__Instructions to follow__. Copy exactly. Begin with the line that contains "Pick out a point on every instance of the bentley" and stop after the last line of the records.

**********

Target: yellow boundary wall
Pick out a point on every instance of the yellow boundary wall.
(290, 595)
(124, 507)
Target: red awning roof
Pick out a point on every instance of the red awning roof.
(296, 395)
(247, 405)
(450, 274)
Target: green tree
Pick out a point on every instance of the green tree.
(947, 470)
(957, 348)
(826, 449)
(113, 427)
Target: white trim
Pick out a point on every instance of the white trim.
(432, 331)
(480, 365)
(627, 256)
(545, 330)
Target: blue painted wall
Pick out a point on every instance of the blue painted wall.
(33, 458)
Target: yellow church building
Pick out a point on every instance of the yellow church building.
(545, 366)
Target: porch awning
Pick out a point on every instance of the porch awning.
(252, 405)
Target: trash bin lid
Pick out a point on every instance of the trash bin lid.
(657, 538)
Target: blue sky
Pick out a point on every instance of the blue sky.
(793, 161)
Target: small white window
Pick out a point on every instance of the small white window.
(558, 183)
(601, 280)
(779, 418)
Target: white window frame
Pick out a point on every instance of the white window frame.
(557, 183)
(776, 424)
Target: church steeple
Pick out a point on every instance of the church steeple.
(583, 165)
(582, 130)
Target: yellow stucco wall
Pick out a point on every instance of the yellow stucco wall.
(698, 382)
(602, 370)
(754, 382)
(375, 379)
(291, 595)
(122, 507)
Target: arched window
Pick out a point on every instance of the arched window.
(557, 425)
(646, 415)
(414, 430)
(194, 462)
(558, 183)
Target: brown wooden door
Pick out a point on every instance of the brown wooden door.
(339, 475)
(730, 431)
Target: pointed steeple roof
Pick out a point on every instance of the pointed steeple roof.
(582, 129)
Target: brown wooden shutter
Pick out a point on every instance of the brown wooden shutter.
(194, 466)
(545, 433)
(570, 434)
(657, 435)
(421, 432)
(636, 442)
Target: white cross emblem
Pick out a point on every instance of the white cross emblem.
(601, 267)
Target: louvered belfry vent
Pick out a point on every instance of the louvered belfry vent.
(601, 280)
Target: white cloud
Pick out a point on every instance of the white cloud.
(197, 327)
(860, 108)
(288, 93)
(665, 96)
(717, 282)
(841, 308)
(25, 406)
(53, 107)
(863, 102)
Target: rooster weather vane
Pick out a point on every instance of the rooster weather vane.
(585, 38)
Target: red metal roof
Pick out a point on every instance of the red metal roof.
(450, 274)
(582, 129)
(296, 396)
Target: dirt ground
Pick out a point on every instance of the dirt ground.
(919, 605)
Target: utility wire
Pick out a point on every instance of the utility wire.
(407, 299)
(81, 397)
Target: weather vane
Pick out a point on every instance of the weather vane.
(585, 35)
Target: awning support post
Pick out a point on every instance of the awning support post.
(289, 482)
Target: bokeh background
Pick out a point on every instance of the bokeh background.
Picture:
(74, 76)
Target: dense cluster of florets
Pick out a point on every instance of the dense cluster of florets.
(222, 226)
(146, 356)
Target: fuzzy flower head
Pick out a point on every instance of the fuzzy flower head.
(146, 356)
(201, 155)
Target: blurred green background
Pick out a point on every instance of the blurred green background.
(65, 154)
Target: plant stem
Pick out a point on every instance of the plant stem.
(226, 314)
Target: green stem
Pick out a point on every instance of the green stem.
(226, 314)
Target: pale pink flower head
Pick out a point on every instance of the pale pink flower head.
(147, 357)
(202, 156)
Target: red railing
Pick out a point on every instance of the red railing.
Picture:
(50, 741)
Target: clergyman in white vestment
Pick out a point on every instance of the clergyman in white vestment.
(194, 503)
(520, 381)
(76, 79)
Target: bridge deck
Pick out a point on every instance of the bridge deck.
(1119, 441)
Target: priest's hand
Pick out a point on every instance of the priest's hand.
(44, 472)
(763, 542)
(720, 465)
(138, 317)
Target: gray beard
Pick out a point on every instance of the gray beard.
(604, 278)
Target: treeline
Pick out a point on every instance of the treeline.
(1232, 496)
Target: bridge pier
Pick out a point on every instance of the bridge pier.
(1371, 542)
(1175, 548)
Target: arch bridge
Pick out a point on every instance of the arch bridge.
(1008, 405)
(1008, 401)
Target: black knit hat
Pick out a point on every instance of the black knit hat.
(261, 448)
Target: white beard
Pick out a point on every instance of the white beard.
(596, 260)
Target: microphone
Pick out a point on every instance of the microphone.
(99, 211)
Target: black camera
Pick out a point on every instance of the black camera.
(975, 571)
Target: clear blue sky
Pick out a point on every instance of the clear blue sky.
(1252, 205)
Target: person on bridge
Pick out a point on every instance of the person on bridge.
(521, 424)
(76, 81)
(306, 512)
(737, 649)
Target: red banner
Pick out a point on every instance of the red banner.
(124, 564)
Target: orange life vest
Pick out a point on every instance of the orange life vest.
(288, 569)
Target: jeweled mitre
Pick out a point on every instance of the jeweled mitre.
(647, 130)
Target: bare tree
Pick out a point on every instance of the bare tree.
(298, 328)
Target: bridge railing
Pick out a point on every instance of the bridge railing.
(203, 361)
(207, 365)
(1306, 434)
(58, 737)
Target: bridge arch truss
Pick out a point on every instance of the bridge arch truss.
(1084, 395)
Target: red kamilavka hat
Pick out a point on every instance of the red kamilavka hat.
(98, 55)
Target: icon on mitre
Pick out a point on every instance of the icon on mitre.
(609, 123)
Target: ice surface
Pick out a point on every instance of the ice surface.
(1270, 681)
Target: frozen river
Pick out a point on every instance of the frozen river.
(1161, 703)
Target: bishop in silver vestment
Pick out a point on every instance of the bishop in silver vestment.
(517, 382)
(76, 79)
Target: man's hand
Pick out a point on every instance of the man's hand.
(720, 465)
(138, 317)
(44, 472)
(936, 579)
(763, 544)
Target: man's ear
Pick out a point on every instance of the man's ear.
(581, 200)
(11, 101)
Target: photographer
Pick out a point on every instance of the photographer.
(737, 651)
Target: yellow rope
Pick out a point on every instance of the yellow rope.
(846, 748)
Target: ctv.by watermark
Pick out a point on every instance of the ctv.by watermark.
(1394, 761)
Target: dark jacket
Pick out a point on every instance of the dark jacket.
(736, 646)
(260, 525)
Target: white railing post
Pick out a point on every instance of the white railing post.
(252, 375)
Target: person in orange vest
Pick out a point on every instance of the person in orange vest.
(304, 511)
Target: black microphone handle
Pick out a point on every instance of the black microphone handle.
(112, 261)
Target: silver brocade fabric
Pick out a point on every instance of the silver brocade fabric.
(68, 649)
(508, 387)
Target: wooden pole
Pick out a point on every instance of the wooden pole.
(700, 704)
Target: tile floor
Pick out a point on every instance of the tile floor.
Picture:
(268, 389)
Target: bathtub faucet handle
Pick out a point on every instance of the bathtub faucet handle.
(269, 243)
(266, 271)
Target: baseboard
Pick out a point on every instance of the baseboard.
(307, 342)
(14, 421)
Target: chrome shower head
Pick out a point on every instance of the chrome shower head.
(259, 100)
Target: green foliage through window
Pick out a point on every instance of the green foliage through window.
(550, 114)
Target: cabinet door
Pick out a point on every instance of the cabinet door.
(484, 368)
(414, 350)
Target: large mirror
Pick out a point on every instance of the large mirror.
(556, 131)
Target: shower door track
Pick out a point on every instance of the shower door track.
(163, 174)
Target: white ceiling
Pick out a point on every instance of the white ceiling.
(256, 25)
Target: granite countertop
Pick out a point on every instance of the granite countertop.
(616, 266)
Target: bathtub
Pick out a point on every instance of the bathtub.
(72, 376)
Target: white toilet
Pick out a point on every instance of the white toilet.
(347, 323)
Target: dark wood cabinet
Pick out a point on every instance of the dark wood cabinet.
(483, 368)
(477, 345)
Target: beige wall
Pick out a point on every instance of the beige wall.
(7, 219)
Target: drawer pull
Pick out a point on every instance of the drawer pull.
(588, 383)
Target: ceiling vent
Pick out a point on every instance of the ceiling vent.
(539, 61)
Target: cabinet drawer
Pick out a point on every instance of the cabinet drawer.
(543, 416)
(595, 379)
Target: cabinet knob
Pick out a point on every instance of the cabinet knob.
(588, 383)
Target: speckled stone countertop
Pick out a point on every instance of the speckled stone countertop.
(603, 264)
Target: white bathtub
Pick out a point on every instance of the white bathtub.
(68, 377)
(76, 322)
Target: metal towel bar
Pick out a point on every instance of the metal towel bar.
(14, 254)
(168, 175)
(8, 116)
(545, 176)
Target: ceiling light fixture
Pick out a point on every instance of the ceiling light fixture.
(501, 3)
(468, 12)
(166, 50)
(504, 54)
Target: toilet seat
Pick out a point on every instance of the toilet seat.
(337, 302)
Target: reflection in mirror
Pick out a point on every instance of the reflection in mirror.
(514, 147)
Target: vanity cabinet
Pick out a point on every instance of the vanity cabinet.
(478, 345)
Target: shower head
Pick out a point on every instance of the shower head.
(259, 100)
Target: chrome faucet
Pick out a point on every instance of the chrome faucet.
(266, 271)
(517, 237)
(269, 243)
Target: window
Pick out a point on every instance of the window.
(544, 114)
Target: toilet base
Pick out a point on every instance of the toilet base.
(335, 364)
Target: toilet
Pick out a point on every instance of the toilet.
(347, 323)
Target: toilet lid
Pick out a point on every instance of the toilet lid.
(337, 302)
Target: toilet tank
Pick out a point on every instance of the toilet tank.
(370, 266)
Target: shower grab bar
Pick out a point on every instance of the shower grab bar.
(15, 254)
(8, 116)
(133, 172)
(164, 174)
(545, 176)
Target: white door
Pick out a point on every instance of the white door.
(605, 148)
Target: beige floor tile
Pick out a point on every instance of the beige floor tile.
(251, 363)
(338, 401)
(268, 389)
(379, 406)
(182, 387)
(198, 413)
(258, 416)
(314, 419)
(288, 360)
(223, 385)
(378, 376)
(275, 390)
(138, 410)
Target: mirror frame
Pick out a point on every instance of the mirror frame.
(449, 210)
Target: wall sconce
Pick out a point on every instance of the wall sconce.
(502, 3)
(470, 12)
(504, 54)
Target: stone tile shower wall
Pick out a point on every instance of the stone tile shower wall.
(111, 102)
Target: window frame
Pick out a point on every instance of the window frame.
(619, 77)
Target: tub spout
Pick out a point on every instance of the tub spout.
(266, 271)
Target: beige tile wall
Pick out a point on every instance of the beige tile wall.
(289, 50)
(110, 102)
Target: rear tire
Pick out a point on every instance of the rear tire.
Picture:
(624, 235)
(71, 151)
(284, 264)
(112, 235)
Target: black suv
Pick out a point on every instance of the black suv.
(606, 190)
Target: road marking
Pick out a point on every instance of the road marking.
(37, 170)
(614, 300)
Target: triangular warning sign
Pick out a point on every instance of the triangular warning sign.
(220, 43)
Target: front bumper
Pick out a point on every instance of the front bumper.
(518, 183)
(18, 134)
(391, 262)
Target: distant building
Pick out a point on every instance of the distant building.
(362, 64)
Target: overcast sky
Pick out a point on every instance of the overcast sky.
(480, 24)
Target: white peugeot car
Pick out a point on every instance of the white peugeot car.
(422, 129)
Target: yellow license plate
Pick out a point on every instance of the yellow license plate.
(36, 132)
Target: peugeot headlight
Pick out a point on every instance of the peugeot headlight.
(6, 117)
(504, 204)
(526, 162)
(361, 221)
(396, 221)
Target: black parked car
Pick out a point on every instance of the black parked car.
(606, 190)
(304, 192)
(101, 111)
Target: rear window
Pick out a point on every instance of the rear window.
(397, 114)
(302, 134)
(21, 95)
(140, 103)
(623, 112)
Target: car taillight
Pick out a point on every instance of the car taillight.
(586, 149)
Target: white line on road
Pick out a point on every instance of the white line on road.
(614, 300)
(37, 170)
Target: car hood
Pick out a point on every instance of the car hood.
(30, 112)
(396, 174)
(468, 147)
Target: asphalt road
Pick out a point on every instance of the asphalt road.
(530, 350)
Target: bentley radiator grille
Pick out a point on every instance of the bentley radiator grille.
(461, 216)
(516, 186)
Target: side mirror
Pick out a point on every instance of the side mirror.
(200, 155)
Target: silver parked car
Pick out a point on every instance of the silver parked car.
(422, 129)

**********

__Output__.
Pick out a point on every instance of the bentley radiator grille.
(461, 216)
(516, 186)
Target: side mirror
Pick out a point on every instance of the side mirror.
(200, 155)
Target: silver parked car
Pick out a point on every instance of the silver parked car.
(422, 129)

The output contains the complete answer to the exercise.